→ TASK
Write the records out again, exactly as they stand below.

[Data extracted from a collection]
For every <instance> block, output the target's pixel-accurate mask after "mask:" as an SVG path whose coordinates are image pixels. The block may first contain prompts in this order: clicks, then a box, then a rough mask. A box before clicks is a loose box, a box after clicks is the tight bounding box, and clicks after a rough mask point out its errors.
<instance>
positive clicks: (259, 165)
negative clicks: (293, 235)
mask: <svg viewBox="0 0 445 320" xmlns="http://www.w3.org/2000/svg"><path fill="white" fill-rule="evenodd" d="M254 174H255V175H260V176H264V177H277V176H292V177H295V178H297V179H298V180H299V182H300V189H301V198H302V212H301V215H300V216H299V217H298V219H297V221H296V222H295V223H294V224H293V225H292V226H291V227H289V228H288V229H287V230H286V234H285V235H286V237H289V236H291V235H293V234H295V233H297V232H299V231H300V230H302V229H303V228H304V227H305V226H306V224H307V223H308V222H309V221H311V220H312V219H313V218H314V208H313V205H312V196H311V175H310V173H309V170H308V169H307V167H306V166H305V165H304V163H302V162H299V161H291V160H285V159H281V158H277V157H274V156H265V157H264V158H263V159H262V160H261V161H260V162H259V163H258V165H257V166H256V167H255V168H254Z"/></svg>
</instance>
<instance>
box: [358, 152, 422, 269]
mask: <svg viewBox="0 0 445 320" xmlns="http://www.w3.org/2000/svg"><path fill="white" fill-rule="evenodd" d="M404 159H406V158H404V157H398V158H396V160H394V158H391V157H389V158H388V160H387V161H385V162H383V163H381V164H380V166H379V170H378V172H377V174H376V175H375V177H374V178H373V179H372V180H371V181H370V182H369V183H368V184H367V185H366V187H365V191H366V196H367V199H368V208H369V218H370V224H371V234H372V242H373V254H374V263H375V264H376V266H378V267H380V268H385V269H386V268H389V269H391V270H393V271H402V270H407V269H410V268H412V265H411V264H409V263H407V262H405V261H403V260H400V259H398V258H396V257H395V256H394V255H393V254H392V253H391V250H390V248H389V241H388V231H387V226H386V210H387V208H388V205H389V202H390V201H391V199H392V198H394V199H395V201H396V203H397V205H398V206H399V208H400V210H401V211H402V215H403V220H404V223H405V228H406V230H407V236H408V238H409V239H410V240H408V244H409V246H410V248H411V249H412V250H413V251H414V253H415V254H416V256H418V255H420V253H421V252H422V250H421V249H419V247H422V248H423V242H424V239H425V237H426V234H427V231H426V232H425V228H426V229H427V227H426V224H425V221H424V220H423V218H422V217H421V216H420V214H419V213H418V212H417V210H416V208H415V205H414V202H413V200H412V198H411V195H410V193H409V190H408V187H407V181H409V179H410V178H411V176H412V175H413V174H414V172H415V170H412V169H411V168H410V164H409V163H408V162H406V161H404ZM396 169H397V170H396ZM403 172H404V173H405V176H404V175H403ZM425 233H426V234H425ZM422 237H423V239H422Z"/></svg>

→ RESPONSE BELOW
For every <instance> block, output the target's pixel-accurate mask after "mask:" as an SVG path whose coordinates are image pixels. The block may first contain prompts in this order: clicks, then a box, then a rough mask. A box before clicks is a loose box, a box after clicks is the tight bounding box, and clicks after a rough mask point out its errors.
<instance>
positive clicks: (259, 165)
negative clicks: (293, 235)
mask: <svg viewBox="0 0 445 320" xmlns="http://www.w3.org/2000/svg"><path fill="white" fill-rule="evenodd" d="M254 174H255V175H260V176H264V177H277V176H292V177H295V178H297V179H298V180H299V182H300V189H301V198H302V212H301V215H300V216H299V217H298V219H297V221H296V222H295V223H294V224H293V225H292V226H291V227H289V228H288V229H287V230H286V234H285V235H286V237H289V236H291V235H293V234H295V233H297V232H299V231H300V230H302V229H303V228H304V227H305V226H306V224H307V223H308V222H309V221H311V220H312V219H313V218H314V208H313V205H312V196H311V175H310V173H309V170H308V169H307V167H306V166H305V165H304V163H302V162H299V161H291V160H285V159H281V158H277V157H274V156H265V157H264V158H263V159H262V160H261V161H260V162H259V163H258V165H257V166H256V167H255V168H254Z"/></svg>
</instance>
<instance>
box: [358, 152, 422, 269]
mask: <svg viewBox="0 0 445 320" xmlns="http://www.w3.org/2000/svg"><path fill="white" fill-rule="evenodd" d="M404 159H406V158H404V157H398V158H396V160H394V158H391V157H389V158H388V160H387V161H385V162H383V163H381V164H380V166H379V170H378V172H377V174H376V175H375V177H374V178H373V179H372V180H371V181H370V182H369V183H368V184H367V185H366V187H365V191H366V196H367V199H368V208H369V218H370V224H371V234H372V242H373V254H374V263H375V264H376V266H378V267H380V268H385V269H386V268H389V269H391V270H393V271H402V270H407V269H410V268H412V265H411V264H409V263H407V262H405V261H403V260H400V259H398V258H396V257H395V256H394V255H393V254H392V253H391V250H390V248H389V241H388V231H387V226H386V210H387V208H388V205H389V202H390V201H391V199H392V198H394V199H395V201H396V203H397V205H398V206H399V208H400V210H401V211H402V215H403V220H404V223H405V228H406V230H407V236H408V238H409V239H410V240H408V244H409V246H410V248H411V249H412V250H413V251H414V253H415V254H416V256H418V255H420V253H421V252H422V250H421V249H419V247H422V248H423V242H424V239H425V237H426V234H427V231H426V232H425V228H426V229H427V227H426V224H425V221H424V220H423V218H422V217H421V216H420V214H419V213H418V212H417V210H416V208H415V205H414V202H413V200H412V198H411V195H410V193H409V190H408V187H407V181H409V179H410V178H411V176H412V175H413V174H414V172H415V170H412V169H411V168H410V164H409V163H408V162H406V161H404ZM396 169H397V170H396ZM403 172H404V173H405V176H404V175H403ZM425 233H426V234H425ZM422 237H423V239H422Z"/></svg>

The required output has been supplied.